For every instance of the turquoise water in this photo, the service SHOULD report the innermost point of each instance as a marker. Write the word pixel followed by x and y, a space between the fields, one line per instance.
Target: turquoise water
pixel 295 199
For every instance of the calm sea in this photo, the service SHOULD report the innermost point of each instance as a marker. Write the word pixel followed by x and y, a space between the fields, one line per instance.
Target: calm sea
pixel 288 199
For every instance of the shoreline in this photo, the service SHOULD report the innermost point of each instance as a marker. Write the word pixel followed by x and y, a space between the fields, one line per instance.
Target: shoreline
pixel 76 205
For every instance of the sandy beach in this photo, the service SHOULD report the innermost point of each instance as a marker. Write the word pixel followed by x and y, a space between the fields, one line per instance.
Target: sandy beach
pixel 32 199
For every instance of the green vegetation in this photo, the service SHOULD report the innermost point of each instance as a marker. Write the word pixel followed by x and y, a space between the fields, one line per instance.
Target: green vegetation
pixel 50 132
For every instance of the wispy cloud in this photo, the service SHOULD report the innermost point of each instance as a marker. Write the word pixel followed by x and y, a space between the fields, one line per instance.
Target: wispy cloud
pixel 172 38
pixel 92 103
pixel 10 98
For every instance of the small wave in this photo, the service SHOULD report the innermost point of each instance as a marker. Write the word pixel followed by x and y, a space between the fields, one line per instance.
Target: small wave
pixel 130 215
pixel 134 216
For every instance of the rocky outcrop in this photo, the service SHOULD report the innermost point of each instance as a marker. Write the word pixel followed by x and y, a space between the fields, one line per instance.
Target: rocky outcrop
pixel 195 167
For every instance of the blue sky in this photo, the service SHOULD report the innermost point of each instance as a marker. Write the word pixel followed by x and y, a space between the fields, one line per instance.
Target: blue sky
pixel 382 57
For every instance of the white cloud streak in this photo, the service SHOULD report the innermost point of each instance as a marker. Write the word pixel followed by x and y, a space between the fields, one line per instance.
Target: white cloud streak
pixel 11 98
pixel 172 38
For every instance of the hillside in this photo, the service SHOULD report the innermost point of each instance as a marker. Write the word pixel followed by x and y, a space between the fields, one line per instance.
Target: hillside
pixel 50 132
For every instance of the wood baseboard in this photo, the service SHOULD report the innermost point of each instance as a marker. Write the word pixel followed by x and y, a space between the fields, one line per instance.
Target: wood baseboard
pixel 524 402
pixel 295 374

## REQUIRED ACTION
Each line from the one containing "For every instance of the wood" down to the last line of the material above is to be transcribed exactly, with nothing else included.

## REPLY TO THE EXERCISE
For every instance of the wood baseboard in this photo, the service SHOULD report the innermost point of each instance as a marker. Write the word pixel followed by x and y, a space between the fields, one line per instance.
Target: wood baseboard
pixel 524 402
pixel 295 374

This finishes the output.